◆ **文書抜粋**:
****************

カタールW杯に出場する全32チームを紹介。
今回は、理不尽なまでに過酷なW杯・アフリカ予選を勝ち抜き、タレントが揃い家族のような一体感でカタールW杯での躍進を目指す、アフリカ代表のグループG・「カメルーン代表」。
基本情報
出場回数 | 8回目 |
最高成績 | べスト8 |
FIFA ランキング | 38位 |
首都 | ヤウンデ |
人口 | 2654万人 |
監督 | リゴベル・ソング |
愛称 | レ・リヨン・アンドンプタブル (不屈のライオン) |
<直近6試合での成績>
3/30 | W杯プレーオフ | アルジェリア | 〇 | 1-2 | A |
6/9 | AFCON | ブルンジ | 〇 | 0-1 | A |
9/23 | 親善試合 | ウズベキスタン | ● | 0-2 | H |
9/27 | 親善試合 | 韓国 | ● | 1-0 | A |
11/9 | 親善試合 | ジャマイカ | △ | 1-1 | H |
11/18 | 親善試合 | パナマ | △ | 1-1 | N |
・アフリカ予選では、2次予選でアフリカ最強と注目されたコートジボワールに勝り、最終予選はマフレズ(マンチェスター・C)を擁するアルジェリアを破るなど、不条理なまでに過酷な予選を勝ち上がっての出場権獲得だった。
・代表を率いるソング監督は、リバプールなど欧州を渡り歩くとともにA代表137キャップを誇るレジェンドで、カリスマ性は抜群。チームには、シュポ・モティングを初めタレントが揃うが、誰一人としてエゴを発することがなく、ファミリーのような一体感を誇る。
・守護神のA・オナナを軸とする守備陣は非常に堅守で、ブラジル、セルビアといった高い攻撃力を誇るチーム相手でも大量失点することはないだろう。チャンスメイクや中盤にインテンシティーをもたらすザンボ・アンギサ、トコ・エカンビも注目に値するが、ベスト8に進出した90年大会以来の決勝トーナメント進出には、エースであるシュポ・モティングの活躍にかかっている。
監督
名前 | リゴベル・ソング |
生年月日 | 1976.7.1(46) |
国籍 | カメルーン |
就任 | 2022.2月 |
・”カメルーンのレジェンド”

****************

◆ **表示情報**:
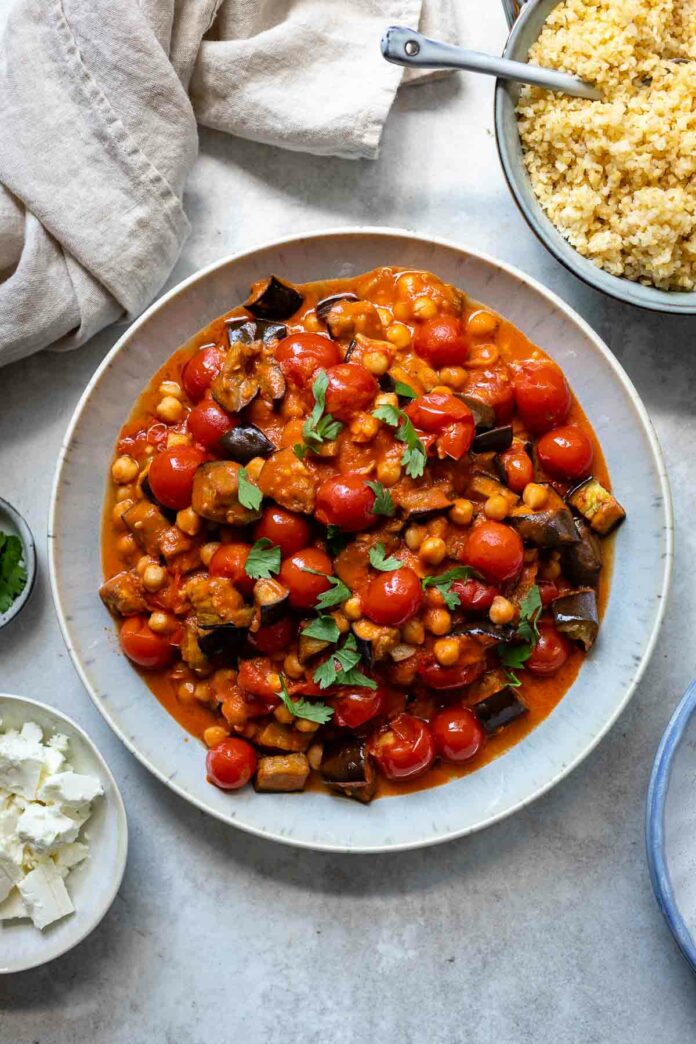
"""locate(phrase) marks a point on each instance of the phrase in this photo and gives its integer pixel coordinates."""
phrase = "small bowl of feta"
(63, 834)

****************

◆ **やること**: カメルーン代表の紹介によると、ソング監督はA代表で何キャップを誇っていますか。 これらの行は別の出典から取ったものです。

◆ **完了した課題**: 137キャップです。